* _TASK TO CARRY OUT_
In the data below, how many lines include the string "trunk"? Give only the number.

(Extracted records)
◇ ◇ ◇ ◇ ◇ ◇ ◇

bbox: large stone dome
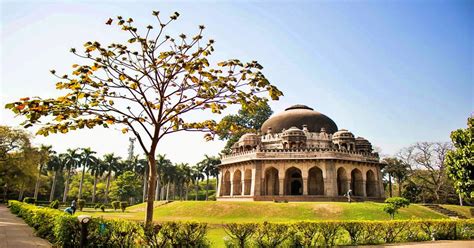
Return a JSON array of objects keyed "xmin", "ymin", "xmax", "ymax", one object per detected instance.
[{"xmin": 261, "ymin": 104, "xmax": 338, "ymax": 134}]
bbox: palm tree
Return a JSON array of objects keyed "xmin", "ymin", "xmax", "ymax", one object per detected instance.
[
  {"xmin": 78, "ymin": 147, "xmax": 98, "ymax": 199},
  {"xmin": 34, "ymin": 145, "xmax": 54, "ymax": 199},
  {"xmin": 191, "ymin": 167, "xmax": 204, "ymax": 200},
  {"xmin": 197, "ymin": 155, "xmax": 221, "ymax": 200},
  {"xmin": 62, "ymin": 148, "xmax": 80, "ymax": 203},
  {"xmin": 103, "ymin": 153, "xmax": 121, "ymax": 203},
  {"xmin": 156, "ymin": 154, "xmax": 173, "ymax": 201},
  {"xmin": 131, "ymin": 155, "xmax": 149, "ymax": 202},
  {"xmin": 88, "ymin": 157, "xmax": 107, "ymax": 203},
  {"xmin": 47, "ymin": 154, "xmax": 64, "ymax": 201}
]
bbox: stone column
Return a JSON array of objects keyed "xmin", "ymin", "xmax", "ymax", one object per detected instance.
[
  {"xmin": 377, "ymin": 166, "xmax": 385, "ymax": 198},
  {"xmin": 241, "ymin": 178, "xmax": 245, "ymax": 196},
  {"xmin": 230, "ymin": 171, "xmax": 234, "ymax": 197},
  {"xmin": 216, "ymin": 171, "xmax": 222, "ymax": 197},
  {"xmin": 253, "ymin": 162, "xmax": 260, "ymax": 196},
  {"xmin": 302, "ymin": 167, "xmax": 308, "ymax": 196},
  {"xmin": 362, "ymin": 180, "xmax": 367, "ymax": 198},
  {"xmin": 325, "ymin": 160, "xmax": 337, "ymax": 197},
  {"xmin": 279, "ymin": 167, "xmax": 285, "ymax": 196}
]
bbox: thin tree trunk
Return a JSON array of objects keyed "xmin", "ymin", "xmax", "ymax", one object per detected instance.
[
  {"xmin": 142, "ymin": 167, "xmax": 148, "ymax": 202},
  {"xmin": 166, "ymin": 182, "xmax": 170, "ymax": 201},
  {"xmin": 185, "ymin": 184, "xmax": 188, "ymax": 201},
  {"xmin": 92, "ymin": 173, "xmax": 98, "ymax": 203},
  {"xmin": 18, "ymin": 184, "xmax": 25, "ymax": 201},
  {"xmin": 3, "ymin": 184, "xmax": 8, "ymax": 202},
  {"xmin": 78, "ymin": 162, "xmax": 87, "ymax": 199},
  {"xmin": 388, "ymin": 173, "xmax": 393, "ymax": 198},
  {"xmin": 205, "ymin": 174, "xmax": 210, "ymax": 201},
  {"xmin": 104, "ymin": 170, "xmax": 112, "ymax": 203},
  {"xmin": 34, "ymin": 164, "xmax": 43, "ymax": 199},
  {"xmin": 155, "ymin": 176, "xmax": 160, "ymax": 201},
  {"xmin": 62, "ymin": 168, "xmax": 71, "ymax": 203},
  {"xmin": 459, "ymin": 193, "xmax": 463, "ymax": 206},
  {"xmin": 49, "ymin": 170, "xmax": 58, "ymax": 202},
  {"xmin": 195, "ymin": 183, "xmax": 199, "ymax": 201},
  {"xmin": 397, "ymin": 178, "xmax": 402, "ymax": 197},
  {"xmin": 145, "ymin": 152, "xmax": 157, "ymax": 224}
]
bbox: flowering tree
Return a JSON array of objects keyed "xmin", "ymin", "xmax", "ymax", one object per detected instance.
[{"xmin": 5, "ymin": 11, "xmax": 282, "ymax": 223}]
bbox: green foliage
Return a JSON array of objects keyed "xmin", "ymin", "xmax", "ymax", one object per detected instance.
[
  {"xmin": 23, "ymin": 197, "xmax": 36, "ymax": 204},
  {"xmin": 384, "ymin": 197, "xmax": 410, "ymax": 219},
  {"xmin": 143, "ymin": 222, "xmax": 208, "ymax": 247},
  {"xmin": 253, "ymin": 222, "xmax": 292, "ymax": 247},
  {"xmin": 49, "ymin": 200, "xmax": 60, "ymax": 209},
  {"xmin": 110, "ymin": 171, "xmax": 141, "ymax": 201},
  {"xmin": 94, "ymin": 203, "xmax": 100, "ymax": 210},
  {"xmin": 223, "ymin": 223, "xmax": 257, "ymax": 248},
  {"xmin": 120, "ymin": 201, "xmax": 128, "ymax": 212},
  {"xmin": 112, "ymin": 201, "xmax": 120, "ymax": 211},
  {"xmin": 445, "ymin": 116, "xmax": 474, "ymax": 199},
  {"xmin": 77, "ymin": 199, "xmax": 86, "ymax": 211},
  {"xmin": 100, "ymin": 204, "xmax": 106, "ymax": 212}
]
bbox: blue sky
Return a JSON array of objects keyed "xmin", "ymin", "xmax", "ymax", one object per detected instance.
[{"xmin": 1, "ymin": 0, "xmax": 473, "ymax": 162}]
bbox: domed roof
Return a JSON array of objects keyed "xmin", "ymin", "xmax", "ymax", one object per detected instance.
[
  {"xmin": 238, "ymin": 133, "xmax": 258, "ymax": 142},
  {"xmin": 282, "ymin": 126, "xmax": 305, "ymax": 136},
  {"xmin": 333, "ymin": 129, "xmax": 355, "ymax": 139},
  {"xmin": 261, "ymin": 104, "xmax": 338, "ymax": 134}
]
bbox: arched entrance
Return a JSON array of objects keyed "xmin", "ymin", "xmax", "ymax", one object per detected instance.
[
  {"xmin": 351, "ymin": 169, "xmax": 363, "ymax": 196},
  {"xmin": 244, "ymin": 169, "xmax": 252, "ymax": 195},
  {"xmin": 308, "ymin": 166, "xmax": 324, "ymax": 195},
  {"xmin": 285, "ymin": 167, "xmax": 303, "ymax": 195},
  {"xmin": 233, "ymin": 170, "xmax": 242, "ymax": 195},
  {"xmin": 264, "ymin": 167, "xmax": 279, "ymax": 195},
  {"xmin": 222, "ymin": 171, "xmax": 231, "ymax": 196},
  {"xmin": 337, "ymin": 167, "xmax": 348, "ymax": 196},
  {"xmin": 366, "ymin": 170, "xmax": 376, "ymax": 197}
]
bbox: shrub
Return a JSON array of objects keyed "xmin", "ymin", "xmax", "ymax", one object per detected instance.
[
  {"xmin": 317, "ymin": 221, "xmax": 342, "ymax": 246},
  {"xmin": 291, "ymin": 222, "xmax": 319, "ymax": 247},
  {"xmin": 383, "ymin": 197, "xmax": 410, "ymax": 219},
  {"xmin": 77, "ymin": 199, "xmax": 86, "ymax": 211},
  {"xmin": 112, "ymin": 201, "xmax": 120, "ymax": 211},
  {"xmin": 120, "ymin": 201, "xmax": 128, "ymax": 212},
  {"xmin": 341, "ymin": 221, "xmax": 365, "ymax": 245},
  {"xmin": 252, "ymin": 222, "xmax": 291, "ymax": 247},
  {"xmin": 49, "ymin": 200, "xmax": 60, "ymax": 209},
  {"xmin": 94, "ymin": 203, "xmax": 100, "ymax": 210},
  {"xmin": 223, "ymin": 223, "xmax": 257, "ymax": 248},
  {"xmin": 100, "ymin": 204, "xmax": 106, "ymax": 212},
  {"xmin": 23, "ymin": 197, "xmax": 36, "ymax": 204}
]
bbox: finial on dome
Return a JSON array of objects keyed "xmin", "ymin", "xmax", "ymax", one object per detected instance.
[{"xmin": 285, "ymin": 104, "xmax": 314, "ymax": 111}]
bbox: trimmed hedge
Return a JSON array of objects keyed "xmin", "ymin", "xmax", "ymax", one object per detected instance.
[
  {"xmin": 223, "ymin": 220, "xmax": 474, "ymax": 247},
  {"xmin": 8, "ymin": 200, "xmax": 209, "ymax": 247}
]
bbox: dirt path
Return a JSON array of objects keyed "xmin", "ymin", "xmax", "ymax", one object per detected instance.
[{"xmin": 0, "ymin": 204, "xmax": 51, "ymax": 248}]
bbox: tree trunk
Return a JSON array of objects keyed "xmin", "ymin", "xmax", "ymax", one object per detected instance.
[
  {"xmin": 397, "ymin": 178, "xmax": 402, "ymax": 197},
  {"xmin": 145, "ymin": 153, "xmax": 157, "ymax": 224},
  {"xmin": 142, "ymin": 167, "xmax": 148, "ymax": 202},
  {"xmin": 185, "ymin": 183, "xmax": 188, "ymax": 201},
  {"xmin": 92, "ymin": 173, "xmax": 98, "ymax": 203},
  {"xmin": 166, "ymin": 182, "xmax": 170, "ymax": 201},
  {"xmin": 104, "ymin": 170, "xmax": 112, "ymax": 203},
  {"xmin": 195, "ymin": 183, "xmax": 199, "ymax": 201},
  {"xmin": 34, "ymin": 164, "xmax": 43, "ymax": 200},
  {"xmin": 3, "ymin": 184, "xmax": 8, "ymax": 202},
  {"xmin": 205, "ymin": 174, "xmax": 210, "ymax": 201},
  {"xmin": 18, "ymin": 186, "xmax": 25, "ymax": 201},
  {"xmin": 78, "ymin": 162, "xmax": 87, "ymax": 199},
  {"xmin": 155, "ymin": 176, "xmax": 160, "ymax": 201},
  {"xmin": 62, "ymin": 168, "xmax": 72, "ymax": 203},
  {"xmin": 459, "ymin": 193, "xmax": 463, "ymax": 206},
  {"xmin": 49, "ymin": 170, "xmax": 58, "ymax": 202},
  {"xmin": 388, "ymin": 173, "xmax": 393, "ymax": 198}
]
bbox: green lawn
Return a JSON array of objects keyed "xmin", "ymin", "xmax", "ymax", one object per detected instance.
[
  {"xmin": 75, "ymin": 201, "xmax": 462, "ymax": 247},
  {"xmin": 441, "ymin": 204, "xmax": 473, "ymax": 218}
]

◇ ◇ ◇ ◇ ◇ ◇ ◇

* _WRITTEN RESPONSE_
2